Given exercise
Copy only this range: the line with "[point] ship's anchor" through the final line of the material, inclusive at both ends.
───── Exercise input ─────
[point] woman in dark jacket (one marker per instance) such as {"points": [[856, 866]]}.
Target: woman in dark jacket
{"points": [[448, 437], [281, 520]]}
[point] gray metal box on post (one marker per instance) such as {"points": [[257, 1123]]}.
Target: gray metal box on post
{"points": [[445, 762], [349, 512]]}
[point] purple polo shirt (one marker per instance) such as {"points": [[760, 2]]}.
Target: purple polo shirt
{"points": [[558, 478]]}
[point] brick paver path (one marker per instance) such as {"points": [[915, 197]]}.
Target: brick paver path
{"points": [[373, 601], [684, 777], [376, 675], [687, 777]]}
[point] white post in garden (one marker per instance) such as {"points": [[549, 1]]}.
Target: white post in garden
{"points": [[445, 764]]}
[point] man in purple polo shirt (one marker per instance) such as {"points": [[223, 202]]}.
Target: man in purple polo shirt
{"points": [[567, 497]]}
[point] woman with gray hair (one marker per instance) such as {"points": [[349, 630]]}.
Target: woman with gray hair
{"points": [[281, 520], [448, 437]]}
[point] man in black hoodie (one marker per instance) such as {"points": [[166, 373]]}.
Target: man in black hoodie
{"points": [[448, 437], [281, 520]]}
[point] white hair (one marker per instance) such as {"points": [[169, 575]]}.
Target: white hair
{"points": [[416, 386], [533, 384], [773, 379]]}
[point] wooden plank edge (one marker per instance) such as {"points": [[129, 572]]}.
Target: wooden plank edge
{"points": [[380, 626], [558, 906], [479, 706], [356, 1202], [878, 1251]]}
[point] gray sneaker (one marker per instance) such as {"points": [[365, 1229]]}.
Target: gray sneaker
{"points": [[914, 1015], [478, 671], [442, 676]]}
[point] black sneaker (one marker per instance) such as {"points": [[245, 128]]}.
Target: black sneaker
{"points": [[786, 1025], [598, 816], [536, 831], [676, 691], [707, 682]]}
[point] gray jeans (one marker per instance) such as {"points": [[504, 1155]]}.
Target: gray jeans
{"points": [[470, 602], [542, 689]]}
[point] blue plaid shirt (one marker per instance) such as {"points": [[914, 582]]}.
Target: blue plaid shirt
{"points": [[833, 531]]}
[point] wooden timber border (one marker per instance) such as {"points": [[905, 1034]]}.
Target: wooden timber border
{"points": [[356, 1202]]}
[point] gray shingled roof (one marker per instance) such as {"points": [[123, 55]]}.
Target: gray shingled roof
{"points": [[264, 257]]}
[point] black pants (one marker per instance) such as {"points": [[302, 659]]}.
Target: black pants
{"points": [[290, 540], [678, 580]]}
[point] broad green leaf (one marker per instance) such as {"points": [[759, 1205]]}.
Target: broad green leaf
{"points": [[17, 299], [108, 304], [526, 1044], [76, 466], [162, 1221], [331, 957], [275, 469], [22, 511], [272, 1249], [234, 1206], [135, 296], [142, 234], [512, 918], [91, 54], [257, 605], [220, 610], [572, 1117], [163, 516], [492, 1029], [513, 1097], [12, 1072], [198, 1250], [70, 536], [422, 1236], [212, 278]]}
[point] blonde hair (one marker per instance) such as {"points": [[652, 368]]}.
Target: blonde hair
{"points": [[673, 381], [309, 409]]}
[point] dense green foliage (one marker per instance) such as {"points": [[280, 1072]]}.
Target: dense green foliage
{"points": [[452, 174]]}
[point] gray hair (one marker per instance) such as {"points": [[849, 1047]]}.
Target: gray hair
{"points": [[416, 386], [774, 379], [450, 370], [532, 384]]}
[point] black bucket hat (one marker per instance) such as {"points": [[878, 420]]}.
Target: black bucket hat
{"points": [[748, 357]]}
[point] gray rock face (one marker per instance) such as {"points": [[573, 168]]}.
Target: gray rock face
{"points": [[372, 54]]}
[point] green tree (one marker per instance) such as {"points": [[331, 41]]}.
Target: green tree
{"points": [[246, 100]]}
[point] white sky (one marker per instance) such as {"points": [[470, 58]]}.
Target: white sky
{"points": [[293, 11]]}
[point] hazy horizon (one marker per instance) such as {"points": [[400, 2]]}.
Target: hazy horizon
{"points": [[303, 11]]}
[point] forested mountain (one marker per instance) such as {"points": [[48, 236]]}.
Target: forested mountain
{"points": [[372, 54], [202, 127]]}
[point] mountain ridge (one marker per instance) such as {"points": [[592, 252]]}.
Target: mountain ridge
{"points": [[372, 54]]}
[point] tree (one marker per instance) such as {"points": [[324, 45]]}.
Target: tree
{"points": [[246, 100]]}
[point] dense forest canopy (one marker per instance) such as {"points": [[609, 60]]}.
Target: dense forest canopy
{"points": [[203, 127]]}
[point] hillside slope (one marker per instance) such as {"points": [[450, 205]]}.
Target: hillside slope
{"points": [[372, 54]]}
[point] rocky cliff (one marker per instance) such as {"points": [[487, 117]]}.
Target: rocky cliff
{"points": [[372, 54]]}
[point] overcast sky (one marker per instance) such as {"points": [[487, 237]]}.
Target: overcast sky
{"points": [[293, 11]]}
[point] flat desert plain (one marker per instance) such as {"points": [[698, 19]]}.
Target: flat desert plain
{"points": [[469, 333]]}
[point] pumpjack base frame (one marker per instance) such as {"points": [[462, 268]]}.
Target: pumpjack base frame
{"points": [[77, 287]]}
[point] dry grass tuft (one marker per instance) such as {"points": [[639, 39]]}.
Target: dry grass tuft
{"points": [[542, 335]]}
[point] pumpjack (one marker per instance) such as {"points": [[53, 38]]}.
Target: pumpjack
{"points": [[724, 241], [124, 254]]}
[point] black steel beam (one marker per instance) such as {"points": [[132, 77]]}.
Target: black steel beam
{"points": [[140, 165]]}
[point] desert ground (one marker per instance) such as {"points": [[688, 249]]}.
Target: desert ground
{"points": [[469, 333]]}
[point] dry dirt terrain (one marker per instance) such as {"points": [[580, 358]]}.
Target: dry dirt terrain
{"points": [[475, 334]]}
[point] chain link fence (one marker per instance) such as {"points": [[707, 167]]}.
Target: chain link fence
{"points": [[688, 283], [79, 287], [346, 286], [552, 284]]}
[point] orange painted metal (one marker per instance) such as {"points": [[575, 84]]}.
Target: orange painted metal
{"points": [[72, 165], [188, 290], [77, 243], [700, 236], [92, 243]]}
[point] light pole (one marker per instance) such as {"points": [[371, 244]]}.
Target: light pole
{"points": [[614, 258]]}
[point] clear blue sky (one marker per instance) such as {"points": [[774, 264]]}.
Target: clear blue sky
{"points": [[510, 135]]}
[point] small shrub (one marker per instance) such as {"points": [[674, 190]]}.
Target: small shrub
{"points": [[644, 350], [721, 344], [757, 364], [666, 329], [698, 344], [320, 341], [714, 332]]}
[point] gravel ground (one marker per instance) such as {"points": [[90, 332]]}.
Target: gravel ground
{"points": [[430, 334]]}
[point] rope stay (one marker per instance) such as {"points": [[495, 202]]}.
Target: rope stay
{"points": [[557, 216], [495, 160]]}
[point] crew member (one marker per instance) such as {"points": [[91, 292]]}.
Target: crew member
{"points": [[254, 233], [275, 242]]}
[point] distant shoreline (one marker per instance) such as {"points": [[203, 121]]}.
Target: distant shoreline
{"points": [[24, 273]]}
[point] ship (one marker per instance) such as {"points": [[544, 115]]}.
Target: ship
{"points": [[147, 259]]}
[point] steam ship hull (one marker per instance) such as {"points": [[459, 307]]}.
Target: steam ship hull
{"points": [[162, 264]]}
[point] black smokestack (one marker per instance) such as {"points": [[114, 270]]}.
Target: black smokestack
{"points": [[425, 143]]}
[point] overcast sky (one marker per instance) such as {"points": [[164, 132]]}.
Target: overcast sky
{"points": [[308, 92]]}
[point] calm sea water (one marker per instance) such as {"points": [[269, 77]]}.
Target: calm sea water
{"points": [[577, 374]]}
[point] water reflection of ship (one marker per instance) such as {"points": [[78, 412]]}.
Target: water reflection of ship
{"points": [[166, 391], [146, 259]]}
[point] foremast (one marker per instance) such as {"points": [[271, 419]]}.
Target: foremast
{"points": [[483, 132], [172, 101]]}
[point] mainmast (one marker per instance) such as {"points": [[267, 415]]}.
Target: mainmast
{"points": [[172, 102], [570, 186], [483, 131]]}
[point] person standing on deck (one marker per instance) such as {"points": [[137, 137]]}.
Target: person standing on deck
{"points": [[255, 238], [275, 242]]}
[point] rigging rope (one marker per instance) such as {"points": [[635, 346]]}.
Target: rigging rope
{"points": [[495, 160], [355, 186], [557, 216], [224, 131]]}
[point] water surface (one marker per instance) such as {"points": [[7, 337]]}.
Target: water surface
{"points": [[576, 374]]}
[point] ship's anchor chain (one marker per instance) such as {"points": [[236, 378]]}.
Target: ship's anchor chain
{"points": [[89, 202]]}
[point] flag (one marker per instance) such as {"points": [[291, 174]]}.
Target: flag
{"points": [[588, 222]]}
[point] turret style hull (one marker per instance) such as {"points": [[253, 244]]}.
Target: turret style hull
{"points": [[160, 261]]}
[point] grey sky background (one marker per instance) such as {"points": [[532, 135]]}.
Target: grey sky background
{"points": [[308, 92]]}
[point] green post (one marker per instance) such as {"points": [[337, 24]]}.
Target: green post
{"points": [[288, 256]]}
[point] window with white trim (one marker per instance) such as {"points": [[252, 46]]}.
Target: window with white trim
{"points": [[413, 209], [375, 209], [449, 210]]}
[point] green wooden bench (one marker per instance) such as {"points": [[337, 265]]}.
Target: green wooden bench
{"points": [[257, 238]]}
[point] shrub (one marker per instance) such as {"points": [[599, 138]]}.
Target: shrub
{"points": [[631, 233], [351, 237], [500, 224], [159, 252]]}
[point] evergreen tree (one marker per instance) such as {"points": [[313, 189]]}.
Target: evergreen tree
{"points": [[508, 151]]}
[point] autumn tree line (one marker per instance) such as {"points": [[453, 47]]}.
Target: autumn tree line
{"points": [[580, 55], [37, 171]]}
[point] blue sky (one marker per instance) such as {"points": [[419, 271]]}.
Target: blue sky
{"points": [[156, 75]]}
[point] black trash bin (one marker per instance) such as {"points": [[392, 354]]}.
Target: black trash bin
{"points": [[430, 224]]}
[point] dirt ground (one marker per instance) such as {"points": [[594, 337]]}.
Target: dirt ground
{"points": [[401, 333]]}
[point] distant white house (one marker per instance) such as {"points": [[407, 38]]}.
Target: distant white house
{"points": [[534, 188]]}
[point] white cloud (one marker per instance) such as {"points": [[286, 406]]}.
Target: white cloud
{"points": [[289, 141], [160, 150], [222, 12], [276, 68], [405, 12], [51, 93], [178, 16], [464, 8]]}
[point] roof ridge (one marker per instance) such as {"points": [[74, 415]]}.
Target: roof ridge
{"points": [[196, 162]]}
─────
Solution
[point] ship's anchor chain (one marker per instance) such as {"points": [[236, 378]]}.
Target: ship's anchor chain
{"points": [[89, 202]]}
[point] flag (one marker per instance) such as {"points": [[291, 174]]}.
Target: flag
{"points": [[588, 222]]}
[point] turret style hull (one marker per instance) such as {"points": [[253, 244]]}.
Target: turret style hull
{"points": [[160, 261]]}
[point] grey sky background (one marker per instance) such as {"points": [[532, 135]]}.
Target: grey sky background
{"points": [[308, 92]]}
[point] green post (one marker per instance) such as {"points": [[337, 24]]}.
Target: green post
{"points": [[288, 256]]}
[point] window with white trim (one marker per instance) such as {"points": [[252, 46]]}.
Target: window with white trim
{"points": [[413, 209], [375, 209], [449, 210]]}
[point] green wooden bench (one marker per instance) such as {"points": [[337, 265]]}.
Target: green wooden bench
{"points": [[257, 238]]}
[point] shrub (one marker per instance) such as {"points": [[599, 138]]}.
Target: shrub
{"points": [[631, 233], [351, 237], [500, 224], [159, 252]]}
[point] evergreen tree (one marker per instance) such as {"points": [[313, 189]]}.
Target: evergreen tree
{"points": [[508, 151]]}
[point] autumn tree line (one marker per instance) such as {"points": [[453, 47]]}.
Target: autumn tree line
{"points": [[580, 55], [37, 171]]}
[point] blue sky (one marker per instance) such as {"points": [[419, 271]]}.
Target: blue sky
{"points": [[156, 75]]}
[point] black trash bin (one marker per instance) such as {"points": [[392, 354]]}.
Target: black trash bin
{"points": [[430, 224]]}
[point] dirt ground (one marker per instance) such as {"points": [[594, 337]]}.
Target: dirt ground
{"points": [[401, 333]]}
[point] distant white house (one marker per instance) such as {"points": [[407, 38]]}.
Target: distant white house
{"points": [[534, 188]]}
[point] white cloud (one marker per instance) such as {"points": [[286, 406]]}.
Target: white cloud
{"points": [[289, 141], [160, 150], [222, 12], [276, 68], [405, 12], [51, 93], [178, 16], [464, 8]]}
[point] roof ridge (one marker per instance) such as {"points": [[74, 415]]}.
Target: roof ridge
{"points": [[196, 162]]}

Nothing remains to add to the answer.